What the task asks
Nothing but the line with "Trace the outline of every instance of the blurred" and the lines after it, through the end of the records below, is to be repeated, exactly as it is.
○ ○ ○ ○
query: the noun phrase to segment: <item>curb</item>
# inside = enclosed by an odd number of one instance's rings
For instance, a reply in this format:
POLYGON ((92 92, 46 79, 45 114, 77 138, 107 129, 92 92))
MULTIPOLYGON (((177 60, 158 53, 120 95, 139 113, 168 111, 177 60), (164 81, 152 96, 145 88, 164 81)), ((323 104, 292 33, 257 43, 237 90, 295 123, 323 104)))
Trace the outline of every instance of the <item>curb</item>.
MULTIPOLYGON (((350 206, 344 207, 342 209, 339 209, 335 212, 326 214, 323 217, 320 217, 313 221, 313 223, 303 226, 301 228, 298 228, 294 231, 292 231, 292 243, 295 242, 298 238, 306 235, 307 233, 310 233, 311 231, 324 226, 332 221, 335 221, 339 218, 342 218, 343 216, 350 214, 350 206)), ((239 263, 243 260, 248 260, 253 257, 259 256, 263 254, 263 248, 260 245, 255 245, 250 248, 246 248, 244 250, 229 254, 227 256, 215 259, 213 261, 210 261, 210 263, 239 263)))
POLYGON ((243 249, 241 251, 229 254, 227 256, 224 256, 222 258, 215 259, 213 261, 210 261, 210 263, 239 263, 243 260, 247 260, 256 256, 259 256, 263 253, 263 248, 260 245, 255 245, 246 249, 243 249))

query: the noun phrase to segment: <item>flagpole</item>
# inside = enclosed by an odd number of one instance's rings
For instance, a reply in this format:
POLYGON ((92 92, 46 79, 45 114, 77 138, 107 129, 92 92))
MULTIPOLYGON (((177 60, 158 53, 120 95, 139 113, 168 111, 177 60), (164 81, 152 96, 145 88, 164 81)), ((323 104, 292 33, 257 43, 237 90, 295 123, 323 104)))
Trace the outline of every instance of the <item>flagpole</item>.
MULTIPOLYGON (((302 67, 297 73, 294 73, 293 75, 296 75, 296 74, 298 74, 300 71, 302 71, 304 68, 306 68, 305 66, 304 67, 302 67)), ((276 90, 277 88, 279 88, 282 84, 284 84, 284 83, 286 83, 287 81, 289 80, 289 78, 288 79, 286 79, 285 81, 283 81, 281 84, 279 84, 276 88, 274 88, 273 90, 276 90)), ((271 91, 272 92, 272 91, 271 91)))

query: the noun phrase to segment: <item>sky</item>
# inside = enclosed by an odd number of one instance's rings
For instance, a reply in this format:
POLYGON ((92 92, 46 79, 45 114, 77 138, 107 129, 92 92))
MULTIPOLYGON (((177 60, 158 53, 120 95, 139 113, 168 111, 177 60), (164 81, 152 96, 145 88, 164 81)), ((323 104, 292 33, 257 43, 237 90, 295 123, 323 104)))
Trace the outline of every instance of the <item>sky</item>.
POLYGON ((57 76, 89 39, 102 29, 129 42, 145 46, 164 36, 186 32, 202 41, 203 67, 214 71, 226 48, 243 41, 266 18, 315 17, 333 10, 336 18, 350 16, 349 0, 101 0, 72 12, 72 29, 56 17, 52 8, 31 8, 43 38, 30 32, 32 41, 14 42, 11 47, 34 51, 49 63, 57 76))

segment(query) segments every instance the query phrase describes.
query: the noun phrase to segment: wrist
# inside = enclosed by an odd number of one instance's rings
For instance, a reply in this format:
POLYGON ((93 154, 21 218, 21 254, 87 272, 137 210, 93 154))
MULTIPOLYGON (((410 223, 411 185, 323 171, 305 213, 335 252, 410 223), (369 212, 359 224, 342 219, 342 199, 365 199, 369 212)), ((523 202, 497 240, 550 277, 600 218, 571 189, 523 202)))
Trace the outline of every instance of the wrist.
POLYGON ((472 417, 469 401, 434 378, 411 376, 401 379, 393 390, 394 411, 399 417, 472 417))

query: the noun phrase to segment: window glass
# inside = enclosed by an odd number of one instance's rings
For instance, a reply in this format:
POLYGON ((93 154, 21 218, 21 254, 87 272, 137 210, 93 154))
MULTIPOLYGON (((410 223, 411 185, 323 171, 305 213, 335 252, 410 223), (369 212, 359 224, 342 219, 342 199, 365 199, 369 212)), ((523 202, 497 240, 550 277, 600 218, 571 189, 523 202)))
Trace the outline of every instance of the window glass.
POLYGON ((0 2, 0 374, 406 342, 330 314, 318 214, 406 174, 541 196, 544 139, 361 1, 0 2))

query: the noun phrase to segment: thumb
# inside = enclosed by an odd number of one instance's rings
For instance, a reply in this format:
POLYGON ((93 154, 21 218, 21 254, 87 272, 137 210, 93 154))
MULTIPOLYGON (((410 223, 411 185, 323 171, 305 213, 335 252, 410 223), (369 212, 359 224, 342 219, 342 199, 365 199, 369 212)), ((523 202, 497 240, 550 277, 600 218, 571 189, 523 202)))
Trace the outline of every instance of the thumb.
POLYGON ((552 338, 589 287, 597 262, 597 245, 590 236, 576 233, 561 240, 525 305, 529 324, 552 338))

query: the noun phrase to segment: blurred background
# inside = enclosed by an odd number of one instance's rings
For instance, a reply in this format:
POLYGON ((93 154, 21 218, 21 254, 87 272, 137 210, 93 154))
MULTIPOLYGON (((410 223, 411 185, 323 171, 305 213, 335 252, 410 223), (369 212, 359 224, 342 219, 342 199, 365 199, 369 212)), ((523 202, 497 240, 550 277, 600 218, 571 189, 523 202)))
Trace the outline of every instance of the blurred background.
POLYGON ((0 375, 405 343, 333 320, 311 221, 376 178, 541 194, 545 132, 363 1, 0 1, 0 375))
○ ○ ○ ○
Answer section
Trace the outline of every instance of the blurred background.
POLYGON ((0 375, 405 343, 333 320, 311 221, 376 178, 541 194, 545 132, 363 1, 0 1, 0 375))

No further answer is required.